* **Exercise task**
Rename "locate_point" to "find_point" in the part that opens with the first line of the entries and closes with the line containing "point(73, 73)", and write out that part again with all else unchanged.

[Point labeling dataset entries]

::::::

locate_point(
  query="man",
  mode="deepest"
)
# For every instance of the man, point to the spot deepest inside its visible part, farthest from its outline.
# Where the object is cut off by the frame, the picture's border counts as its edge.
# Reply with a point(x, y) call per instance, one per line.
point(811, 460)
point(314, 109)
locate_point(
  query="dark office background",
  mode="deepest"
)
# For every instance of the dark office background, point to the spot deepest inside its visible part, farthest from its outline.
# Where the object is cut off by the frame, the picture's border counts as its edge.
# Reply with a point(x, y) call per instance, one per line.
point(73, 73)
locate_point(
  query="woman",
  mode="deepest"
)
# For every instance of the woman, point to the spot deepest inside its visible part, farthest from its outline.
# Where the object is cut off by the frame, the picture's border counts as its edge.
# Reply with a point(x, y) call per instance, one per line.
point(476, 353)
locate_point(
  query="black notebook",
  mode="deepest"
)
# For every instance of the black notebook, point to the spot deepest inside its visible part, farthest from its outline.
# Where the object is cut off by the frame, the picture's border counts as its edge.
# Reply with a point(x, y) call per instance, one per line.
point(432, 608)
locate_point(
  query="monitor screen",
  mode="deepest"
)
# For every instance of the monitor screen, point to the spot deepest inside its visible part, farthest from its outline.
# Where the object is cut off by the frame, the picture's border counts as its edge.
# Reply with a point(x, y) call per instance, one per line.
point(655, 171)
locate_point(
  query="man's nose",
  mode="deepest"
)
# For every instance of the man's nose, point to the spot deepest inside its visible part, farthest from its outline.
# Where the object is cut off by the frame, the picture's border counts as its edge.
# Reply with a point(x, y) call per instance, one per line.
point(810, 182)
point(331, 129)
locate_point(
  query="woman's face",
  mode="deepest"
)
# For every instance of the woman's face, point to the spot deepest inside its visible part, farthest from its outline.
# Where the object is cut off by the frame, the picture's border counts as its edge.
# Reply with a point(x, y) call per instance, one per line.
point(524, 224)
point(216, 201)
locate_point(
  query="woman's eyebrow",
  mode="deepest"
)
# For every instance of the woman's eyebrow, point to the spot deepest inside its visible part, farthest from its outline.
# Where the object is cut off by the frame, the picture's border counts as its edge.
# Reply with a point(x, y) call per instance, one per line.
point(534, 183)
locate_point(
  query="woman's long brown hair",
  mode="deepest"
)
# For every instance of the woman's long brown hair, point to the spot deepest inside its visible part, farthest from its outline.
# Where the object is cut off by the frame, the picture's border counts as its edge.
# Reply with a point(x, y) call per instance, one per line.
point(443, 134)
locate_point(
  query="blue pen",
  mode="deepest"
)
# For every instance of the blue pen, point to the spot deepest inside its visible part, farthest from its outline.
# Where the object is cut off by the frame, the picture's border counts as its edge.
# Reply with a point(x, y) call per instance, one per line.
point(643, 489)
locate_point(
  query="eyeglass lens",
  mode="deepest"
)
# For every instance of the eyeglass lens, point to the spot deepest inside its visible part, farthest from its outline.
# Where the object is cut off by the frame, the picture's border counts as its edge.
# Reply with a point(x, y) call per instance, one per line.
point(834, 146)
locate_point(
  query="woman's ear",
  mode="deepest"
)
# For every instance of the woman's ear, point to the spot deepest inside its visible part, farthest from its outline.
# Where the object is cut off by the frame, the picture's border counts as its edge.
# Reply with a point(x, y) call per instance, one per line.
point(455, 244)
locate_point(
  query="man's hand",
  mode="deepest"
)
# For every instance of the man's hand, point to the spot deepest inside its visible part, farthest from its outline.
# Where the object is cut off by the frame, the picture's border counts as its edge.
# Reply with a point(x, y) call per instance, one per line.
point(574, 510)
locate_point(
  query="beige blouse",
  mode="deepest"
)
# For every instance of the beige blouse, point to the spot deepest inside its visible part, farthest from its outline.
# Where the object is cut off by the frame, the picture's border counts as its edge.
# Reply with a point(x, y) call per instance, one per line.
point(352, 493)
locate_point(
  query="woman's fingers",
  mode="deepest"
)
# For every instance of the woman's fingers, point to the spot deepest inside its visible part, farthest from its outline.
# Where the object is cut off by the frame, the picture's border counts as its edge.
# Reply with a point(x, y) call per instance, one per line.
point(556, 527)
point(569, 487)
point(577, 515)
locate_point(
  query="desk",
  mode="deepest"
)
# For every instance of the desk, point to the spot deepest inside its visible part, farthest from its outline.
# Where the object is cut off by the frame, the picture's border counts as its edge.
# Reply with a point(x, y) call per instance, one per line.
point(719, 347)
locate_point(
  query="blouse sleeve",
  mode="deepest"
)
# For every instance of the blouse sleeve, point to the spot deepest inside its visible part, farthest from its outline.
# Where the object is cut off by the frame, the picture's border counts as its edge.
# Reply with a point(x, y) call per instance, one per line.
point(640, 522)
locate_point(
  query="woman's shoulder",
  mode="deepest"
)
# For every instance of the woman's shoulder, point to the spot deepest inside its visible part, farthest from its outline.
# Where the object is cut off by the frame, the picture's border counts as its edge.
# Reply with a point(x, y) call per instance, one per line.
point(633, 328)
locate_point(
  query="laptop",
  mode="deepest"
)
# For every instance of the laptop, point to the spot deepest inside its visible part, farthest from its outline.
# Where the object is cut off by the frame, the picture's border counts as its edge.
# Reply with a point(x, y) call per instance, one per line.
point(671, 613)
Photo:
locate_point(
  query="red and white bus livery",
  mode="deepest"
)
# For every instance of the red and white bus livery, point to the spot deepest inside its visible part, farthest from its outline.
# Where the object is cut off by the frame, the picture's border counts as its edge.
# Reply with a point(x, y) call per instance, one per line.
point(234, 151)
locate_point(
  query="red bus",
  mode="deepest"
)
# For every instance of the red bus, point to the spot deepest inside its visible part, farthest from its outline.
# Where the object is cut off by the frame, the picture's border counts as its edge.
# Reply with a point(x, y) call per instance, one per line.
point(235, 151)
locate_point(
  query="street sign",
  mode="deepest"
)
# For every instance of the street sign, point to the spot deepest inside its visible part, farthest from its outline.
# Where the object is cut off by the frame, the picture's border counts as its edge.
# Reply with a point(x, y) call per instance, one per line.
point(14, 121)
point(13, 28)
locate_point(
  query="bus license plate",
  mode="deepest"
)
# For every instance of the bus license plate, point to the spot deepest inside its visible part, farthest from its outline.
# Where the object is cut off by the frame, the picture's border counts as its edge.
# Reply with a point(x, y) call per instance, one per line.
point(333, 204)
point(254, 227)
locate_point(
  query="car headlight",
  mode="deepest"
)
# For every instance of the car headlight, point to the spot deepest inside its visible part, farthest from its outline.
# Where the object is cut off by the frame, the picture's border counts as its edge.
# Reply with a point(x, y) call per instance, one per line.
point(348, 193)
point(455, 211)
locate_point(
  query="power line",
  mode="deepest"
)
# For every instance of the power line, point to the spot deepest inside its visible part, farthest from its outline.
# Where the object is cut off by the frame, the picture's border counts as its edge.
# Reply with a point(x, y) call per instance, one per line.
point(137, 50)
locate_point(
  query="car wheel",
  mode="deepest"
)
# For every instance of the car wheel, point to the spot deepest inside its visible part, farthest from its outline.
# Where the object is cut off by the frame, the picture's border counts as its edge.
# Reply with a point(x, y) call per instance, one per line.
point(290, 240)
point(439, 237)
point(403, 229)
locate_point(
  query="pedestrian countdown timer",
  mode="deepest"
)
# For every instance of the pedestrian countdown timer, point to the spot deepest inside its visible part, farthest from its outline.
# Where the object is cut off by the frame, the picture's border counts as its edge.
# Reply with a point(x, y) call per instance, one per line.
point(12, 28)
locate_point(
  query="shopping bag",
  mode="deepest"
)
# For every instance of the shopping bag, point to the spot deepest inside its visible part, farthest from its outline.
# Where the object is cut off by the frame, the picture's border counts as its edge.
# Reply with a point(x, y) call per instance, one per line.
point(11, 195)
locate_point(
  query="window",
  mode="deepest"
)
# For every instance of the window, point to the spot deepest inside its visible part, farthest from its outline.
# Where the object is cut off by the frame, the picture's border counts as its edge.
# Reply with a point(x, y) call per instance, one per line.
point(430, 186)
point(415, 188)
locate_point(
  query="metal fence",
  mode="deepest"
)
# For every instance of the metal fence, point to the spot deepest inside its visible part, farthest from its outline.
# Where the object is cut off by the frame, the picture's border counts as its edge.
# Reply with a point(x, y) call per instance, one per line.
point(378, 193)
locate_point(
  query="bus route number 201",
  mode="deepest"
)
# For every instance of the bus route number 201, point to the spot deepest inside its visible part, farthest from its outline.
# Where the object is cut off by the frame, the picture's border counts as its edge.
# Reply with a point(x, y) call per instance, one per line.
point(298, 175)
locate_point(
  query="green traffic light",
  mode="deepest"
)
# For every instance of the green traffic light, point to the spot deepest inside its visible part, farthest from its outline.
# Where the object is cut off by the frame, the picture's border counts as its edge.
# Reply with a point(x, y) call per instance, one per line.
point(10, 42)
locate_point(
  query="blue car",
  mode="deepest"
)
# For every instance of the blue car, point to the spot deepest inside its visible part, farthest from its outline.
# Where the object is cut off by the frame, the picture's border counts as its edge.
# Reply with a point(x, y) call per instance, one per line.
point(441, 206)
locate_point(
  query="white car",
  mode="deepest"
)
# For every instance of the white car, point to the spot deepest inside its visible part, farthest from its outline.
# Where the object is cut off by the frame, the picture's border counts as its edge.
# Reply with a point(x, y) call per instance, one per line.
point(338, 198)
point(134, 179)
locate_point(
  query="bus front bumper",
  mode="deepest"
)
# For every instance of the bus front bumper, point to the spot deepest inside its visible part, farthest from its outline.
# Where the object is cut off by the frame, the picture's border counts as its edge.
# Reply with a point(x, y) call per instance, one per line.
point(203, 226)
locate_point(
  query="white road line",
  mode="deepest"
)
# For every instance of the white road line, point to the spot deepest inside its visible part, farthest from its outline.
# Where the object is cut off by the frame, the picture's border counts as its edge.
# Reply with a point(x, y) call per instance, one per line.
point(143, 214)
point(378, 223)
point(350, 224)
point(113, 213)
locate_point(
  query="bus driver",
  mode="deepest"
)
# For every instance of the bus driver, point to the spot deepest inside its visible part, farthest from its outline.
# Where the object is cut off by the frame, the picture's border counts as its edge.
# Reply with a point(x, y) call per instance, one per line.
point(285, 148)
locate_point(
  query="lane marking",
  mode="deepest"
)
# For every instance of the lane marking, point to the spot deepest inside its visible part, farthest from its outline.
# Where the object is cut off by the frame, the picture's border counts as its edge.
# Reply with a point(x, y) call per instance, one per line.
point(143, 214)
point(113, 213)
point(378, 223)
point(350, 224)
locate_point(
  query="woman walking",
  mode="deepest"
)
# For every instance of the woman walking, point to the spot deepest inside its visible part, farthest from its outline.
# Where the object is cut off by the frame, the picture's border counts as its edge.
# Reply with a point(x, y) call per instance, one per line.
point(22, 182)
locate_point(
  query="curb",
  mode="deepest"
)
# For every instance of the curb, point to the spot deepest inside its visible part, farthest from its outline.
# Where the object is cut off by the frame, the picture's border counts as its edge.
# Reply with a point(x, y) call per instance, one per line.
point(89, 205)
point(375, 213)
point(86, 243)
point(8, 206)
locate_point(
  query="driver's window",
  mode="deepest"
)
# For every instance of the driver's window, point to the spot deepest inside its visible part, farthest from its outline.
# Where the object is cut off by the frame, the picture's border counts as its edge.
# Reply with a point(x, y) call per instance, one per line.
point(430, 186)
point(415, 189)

::::::

* **Result of this exercise**
find_point(
  query="man",
  mode="deepest"
)
# For every instance of the man, point to the spot deepest inside its visible part, farthest from its outline.
# Where the object is cut off by the frame, the picture's border counts as its edge.
# Reply with a point(x, y) call per instance, one per line.
point(811, 460)
point(314, 109)
find_point(
  query="dark office background",
  mode="deepest"
)
# For every instance of the dark office background, point to the spot deepest inside its visible part, farthest from its outline.
# Where the object is cut off by the frame, the picture's border counts as its edge.
# Reply with a point(x, y) call per instance, one per line.
point(73, 73)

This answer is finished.